Without any of the pictures, transcribe all the lines below exactly.

======

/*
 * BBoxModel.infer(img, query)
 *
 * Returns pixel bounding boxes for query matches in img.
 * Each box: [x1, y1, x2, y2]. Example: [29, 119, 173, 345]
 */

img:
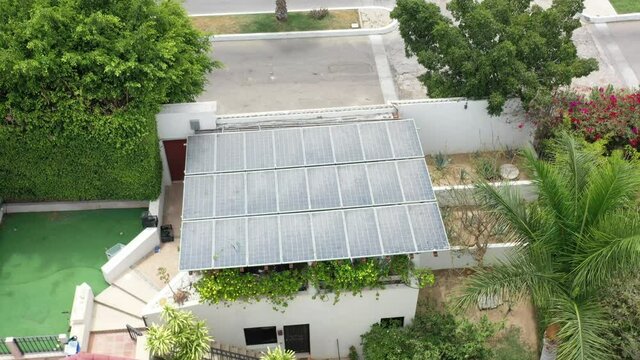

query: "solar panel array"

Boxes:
[180, 120, 449, 271]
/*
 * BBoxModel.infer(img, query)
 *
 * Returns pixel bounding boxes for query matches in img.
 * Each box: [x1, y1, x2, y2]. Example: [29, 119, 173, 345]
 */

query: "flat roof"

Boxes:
[179, 119, 449, 271]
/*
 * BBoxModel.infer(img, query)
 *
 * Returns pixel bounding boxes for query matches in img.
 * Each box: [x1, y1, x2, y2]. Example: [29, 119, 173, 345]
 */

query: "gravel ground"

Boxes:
[359, 8, 391, 28]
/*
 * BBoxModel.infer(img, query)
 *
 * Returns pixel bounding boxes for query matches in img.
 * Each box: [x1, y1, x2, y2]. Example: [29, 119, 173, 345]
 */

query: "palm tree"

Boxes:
[146, 305, 212, 360]
[275, 0, 287, 22]
[261, 346, 296, 360]
[456, 133, 640, 360]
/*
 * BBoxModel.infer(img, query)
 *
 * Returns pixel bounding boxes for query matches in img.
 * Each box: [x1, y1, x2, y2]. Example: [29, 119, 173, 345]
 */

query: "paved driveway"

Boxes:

======

▶ [RESULT FOR THIS EXERCISE]:
/*
 * BBoxModel.infer(img, query)
 *
 * Returns pixel bounding boxes for query matches in img.
 * Each box: [x1, y1, x2, y2]. Example: [29, 119, 173, 345]
 */

img:

query: "solar panel array"

Boxes:
[180, 120, 449, 271]
/*
 * BBoxModel.infer(img, query)
 *
 * Returns pixel bounding boxes for query matches in img.
 * Each box: [x1, y1, x2, y2]. Example: [29, 119, 173, 345]
 */

query: "flat roof"

Boxes:
[179, 119, 449, 271]
/*
 * BBoxModel.infer(img, query)
 *
 * Returns pixel bounding boxes for query matches in img.
 * Each box: [x1, y1, x2, y2]. Example: [29, 119, 173, 345]
 */

query: "gravel ground"

Boxes:
[359, 8, 391, 28]
/*
 * BBoxModel.infer(img, query)
 *
 * Returns pixel bounding boxes for query matches in img.
 * Each box: [x1, y1, x2, y2]. Example: [29, 119, 173, 345]
 */

query: "palm tree"

Boxes:
[146, 305, 212, 360]
[275, 0, 287, 22]
[261, 346, 296, 360]
[456, 133, 640, 360]
/*
 * BBoxModel.infer(img, query)
 *
 * Returns pixel bounding boxes for query matches in img.
 * Each box: [x1, y1, x2, y2]. Example: [29, 119, 173, 345]
 */

query: "paved driveway"

Boxes:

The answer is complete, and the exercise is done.